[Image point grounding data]
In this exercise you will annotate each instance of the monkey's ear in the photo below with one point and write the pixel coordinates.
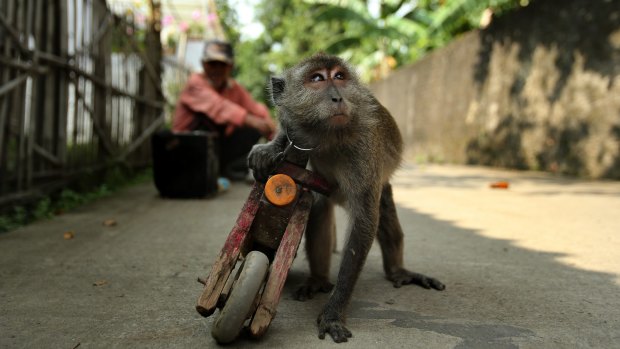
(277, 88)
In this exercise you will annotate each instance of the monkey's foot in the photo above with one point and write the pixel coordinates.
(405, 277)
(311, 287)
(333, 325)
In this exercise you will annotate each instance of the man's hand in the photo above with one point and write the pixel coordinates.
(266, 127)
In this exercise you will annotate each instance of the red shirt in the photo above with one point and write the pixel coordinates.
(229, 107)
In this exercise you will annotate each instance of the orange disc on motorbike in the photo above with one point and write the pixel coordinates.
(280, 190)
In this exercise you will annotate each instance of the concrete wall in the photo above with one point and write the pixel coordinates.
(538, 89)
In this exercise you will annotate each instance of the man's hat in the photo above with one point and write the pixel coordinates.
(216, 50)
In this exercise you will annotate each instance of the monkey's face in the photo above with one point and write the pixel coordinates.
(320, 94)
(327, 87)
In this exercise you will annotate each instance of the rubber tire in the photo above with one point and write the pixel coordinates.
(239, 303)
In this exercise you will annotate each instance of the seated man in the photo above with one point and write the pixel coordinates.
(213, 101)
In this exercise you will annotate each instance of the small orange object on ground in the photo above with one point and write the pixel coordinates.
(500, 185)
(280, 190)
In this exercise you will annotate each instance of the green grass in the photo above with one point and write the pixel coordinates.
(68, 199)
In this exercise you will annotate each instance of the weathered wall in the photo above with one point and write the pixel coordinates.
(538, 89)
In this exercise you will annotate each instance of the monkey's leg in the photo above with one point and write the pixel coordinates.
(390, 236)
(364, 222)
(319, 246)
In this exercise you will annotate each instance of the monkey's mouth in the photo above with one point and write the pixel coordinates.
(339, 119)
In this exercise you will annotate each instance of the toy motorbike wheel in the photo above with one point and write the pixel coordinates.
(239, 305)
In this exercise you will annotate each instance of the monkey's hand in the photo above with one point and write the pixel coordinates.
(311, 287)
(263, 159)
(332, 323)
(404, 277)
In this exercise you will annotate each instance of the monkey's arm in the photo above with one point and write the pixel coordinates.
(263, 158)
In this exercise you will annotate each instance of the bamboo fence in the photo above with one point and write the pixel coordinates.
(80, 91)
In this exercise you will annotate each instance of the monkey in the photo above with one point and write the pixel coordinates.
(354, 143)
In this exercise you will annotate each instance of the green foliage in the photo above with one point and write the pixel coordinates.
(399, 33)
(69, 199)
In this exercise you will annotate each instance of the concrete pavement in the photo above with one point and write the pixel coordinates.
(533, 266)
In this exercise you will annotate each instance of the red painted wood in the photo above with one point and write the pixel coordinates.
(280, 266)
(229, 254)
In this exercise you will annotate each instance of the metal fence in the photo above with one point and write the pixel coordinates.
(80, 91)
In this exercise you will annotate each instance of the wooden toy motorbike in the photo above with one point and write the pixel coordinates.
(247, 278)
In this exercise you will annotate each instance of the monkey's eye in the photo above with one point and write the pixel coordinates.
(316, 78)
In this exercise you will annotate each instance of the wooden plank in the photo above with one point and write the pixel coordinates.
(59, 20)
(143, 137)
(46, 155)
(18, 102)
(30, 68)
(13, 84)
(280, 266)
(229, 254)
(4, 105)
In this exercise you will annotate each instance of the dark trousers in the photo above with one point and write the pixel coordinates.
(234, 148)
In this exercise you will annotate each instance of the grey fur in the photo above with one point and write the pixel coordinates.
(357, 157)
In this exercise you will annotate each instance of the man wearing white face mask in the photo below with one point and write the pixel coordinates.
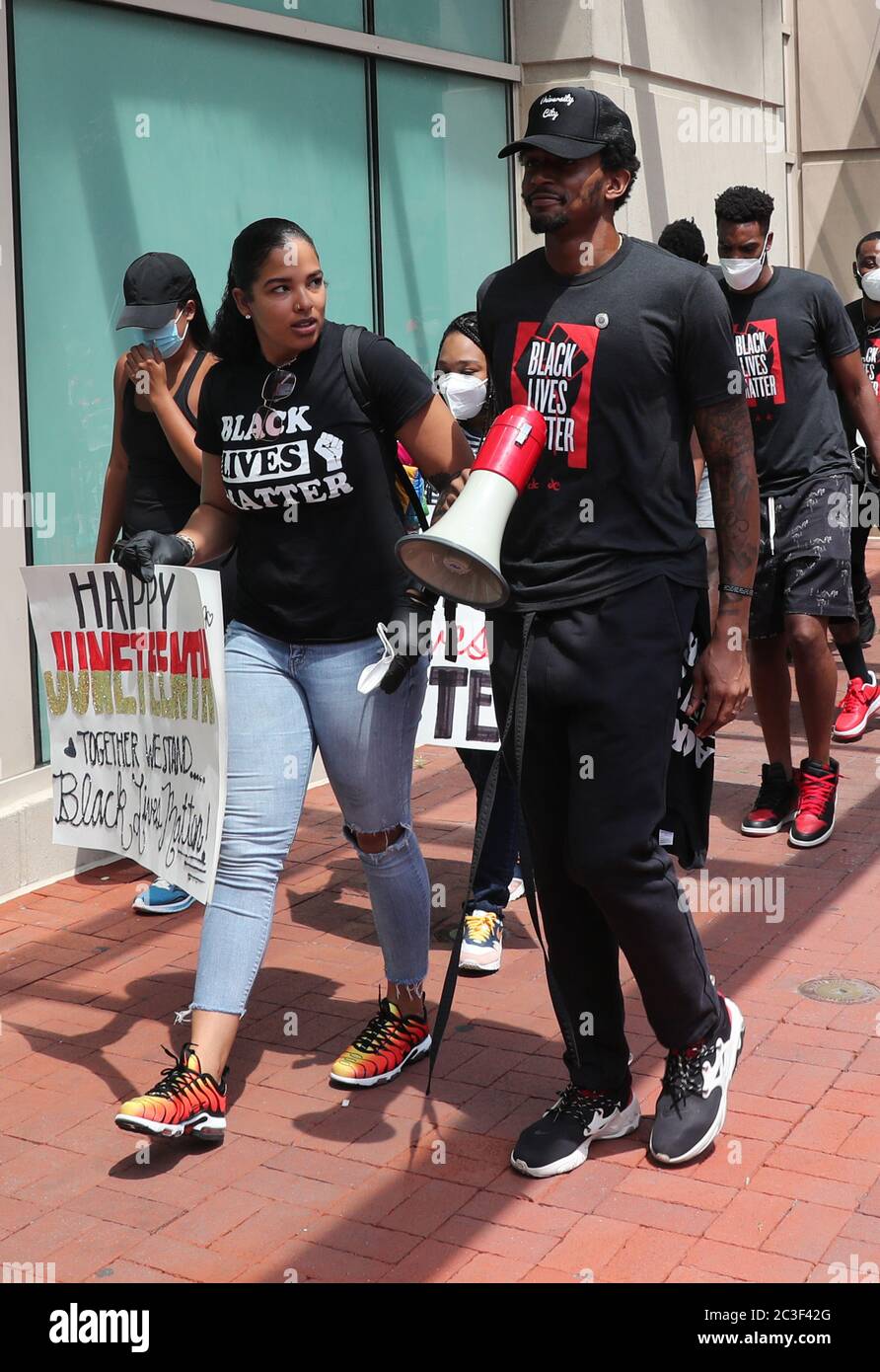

## Task details
Repeat exactly, please: transcribe each entry and leave out the pictures.

## Written reply
In this exercise you will annotate each instance of the monkey's ear in the photo below with one point and write the pixel coordinates.
(277, 88)
In this exercise you will annotate each instance of the monkey's foot in the photo above with one point and write the pixel coordinates.
(405, 277)
(311, 287)
(333, 325)
In this exercise you will annotate each instance of the man's hand in the photo above with one point and write the pixel coordinates.
(266, 127)
In this exercise you will annotate each instance of the red shirt in the photo above with one point and write the pixel coordinates.
(229, 107)
In this exercise you will annotate each instance of the orange disc on motorbike in the photo above with one point and write the pixel coordinates.
(280, 190)
In this exercise you will annotate each instance of the concrete wall in the photo above with one point and write the pixel coordinates.
(538, 89)
In this exercise you will annotate each instance of the man's hat in the photo above with one point and write the pixel coordinates.
(216, 50)
In this exercise you will annotate each instance of the monkey's face in the photo above with one point and write the pixel coordinates.
(320, 94)
(327, 87)
In this exercise you will annotate each instance of the rubber tire in the photo above with one point and write the pixel coordinates.
(239, 303)
In this exercise you will annotate each instance of the seated man in the photo above with one point and write the pixel coordinates.
(213, 101)
In this exercise you will annotate each instance of the small orange object on ground in the photo above with one point and write the pixel coordinates.
(500, 185)
(280, 190)
In this exercise you will annotate each instance of the green grass in the photo above with one point and write the pixel coordinates.
(68, 199)
In this exercise you will annotate each instance of the weathered wall in the photo above with one point and write the pixel coordinates.
(538, 89)
In this exercise you will annotate each instance of the monkey's leg in the photo above with one point and write the pixel coordinates.
(390, 236)
(364, 222)
(319, 246)
In this exercise you will annotate each instance of the monkey's mouth in the photo above with one point and write the pixel coordinates.
(339, 119)
In this exercise you will annotate each instance of the toy motorbike wheel in the photo above with one point and write the pixel coordinates.
(239, 305)
In this exercise you will annotate each instance of the monkey's hand in the photo above with one point and write the pixel coordinates.
(311, 287)
(263, 159)
(332, 323)
(404, 277)
In this exercise you will annotate each instance of the monkey's arm in the photo above with one point and write the pixel coordinates.
(263, 158)
In this exercise you will annotate each instance of the bamboo fence in the photo above with one point and write the pixel coordinates.
(80, 91)
In this exercise you will annotate each instance of the monkey in the photo above with one point and write the pixel coordinates.
(354, 143)
In this exercise you will annotate each instance of the green foliage in the photo above with one point and write the pixel coordinates.
(399, 33)
(69, 199)
In this exercise you will annotate each instance of the concrete pavement in the photo above with one point and write the pixel coordinates.
(533, 266)
In this exercise you will annotate each instance of the red painted wood in the photo above with one point and write the pixel coordinates.
(280, 266)
(229, 254)
In this exercise you will annotate each instance of the metal fence in the photo above with one point and write the pixel coordinates.
(80, 91)
In this exercise you will annotate each instance of the wooden toy motorbike in the photo above with one point and write the pixel coordinates.
(247, 278)
In this exercise you will annotate each instance of the monkey's eye in the photo above with one point and write the pixel coordinates.
(316, 78)
In this exercise you will annotate each instance of the wooden plank in the photo above with one point and write the pixel coordinates.
(59, 20)
(143, 137)
(46, 155)
(18, 102)
(30, 68)
(13, 84)
(280, 266)
(229, 254)
(4, 105)
In this exercise you will annotate each instance of the dark trousers in the photo above with one point and write the pixel coordinates.
(234, 148)
In this exercise you will annotate each instance of the grey fur in the photo above with one point and write the pixel coordinates.
(357, 157)
In this exercise you will annotate each instance of the man wearing white face mask in the photo below with one point and write the pixel coordinates.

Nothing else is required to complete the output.